• _Goal of the exercise_: Copy out only the lines between the line holding "Presence check: is there any black" and the line holding "[534,200,625,313]", inclusive, keeping the request as it is and raising every box coordinate in the answers by 87.

• _Data to process_:
##########
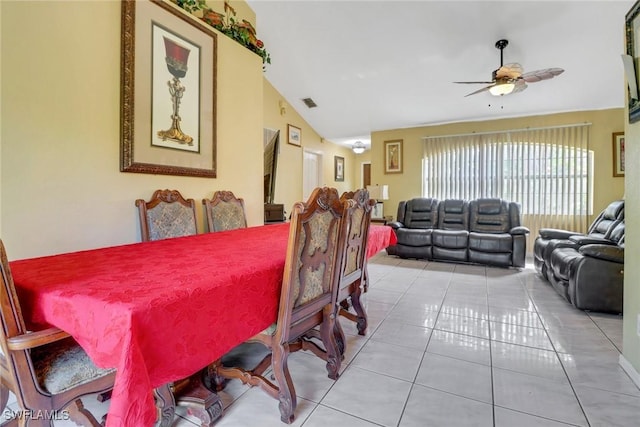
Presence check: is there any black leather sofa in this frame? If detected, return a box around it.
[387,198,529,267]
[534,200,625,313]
##########
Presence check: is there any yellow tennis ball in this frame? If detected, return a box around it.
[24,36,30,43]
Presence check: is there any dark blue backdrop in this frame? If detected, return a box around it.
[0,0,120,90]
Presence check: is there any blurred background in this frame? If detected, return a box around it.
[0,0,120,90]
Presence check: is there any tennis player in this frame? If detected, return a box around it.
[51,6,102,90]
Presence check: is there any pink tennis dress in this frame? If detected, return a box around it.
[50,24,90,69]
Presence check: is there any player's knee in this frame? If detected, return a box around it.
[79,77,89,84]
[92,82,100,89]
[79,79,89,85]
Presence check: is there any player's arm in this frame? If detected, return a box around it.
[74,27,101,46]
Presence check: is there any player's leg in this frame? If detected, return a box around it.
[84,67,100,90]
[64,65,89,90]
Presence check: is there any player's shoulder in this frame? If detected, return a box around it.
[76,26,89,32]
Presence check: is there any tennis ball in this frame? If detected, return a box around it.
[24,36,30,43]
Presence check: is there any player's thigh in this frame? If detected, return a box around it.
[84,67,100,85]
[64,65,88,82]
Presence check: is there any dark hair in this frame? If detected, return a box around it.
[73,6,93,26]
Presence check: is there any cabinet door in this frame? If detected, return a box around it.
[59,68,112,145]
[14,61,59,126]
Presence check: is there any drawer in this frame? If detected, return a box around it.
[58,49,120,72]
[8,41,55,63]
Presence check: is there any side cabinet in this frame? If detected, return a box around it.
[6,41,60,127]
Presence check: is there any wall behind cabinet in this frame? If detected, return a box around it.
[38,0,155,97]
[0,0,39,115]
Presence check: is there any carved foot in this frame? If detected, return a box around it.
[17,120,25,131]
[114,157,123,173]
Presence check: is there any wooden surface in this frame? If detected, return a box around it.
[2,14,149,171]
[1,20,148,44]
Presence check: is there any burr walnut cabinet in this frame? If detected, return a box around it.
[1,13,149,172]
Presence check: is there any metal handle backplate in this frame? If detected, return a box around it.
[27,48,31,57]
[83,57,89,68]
##########
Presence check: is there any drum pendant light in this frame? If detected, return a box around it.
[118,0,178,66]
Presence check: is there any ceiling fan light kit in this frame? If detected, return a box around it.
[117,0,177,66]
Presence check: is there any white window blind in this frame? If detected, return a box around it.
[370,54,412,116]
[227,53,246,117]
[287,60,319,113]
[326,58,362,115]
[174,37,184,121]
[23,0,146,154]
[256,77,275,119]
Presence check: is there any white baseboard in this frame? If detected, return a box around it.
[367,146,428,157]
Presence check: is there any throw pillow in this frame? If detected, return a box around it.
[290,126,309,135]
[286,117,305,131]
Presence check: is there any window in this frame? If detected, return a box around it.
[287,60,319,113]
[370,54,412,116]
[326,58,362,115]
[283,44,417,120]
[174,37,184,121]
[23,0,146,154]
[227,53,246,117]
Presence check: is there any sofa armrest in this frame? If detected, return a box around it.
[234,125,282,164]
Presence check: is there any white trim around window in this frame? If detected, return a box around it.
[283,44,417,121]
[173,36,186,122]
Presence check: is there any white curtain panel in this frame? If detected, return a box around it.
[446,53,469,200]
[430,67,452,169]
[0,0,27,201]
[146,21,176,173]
##########
• _Reply to the task_:
Presence check: is there any black leather sofa in this frame? If detected, return a box around it.
[474,285,616,354]
[621,287,712,400]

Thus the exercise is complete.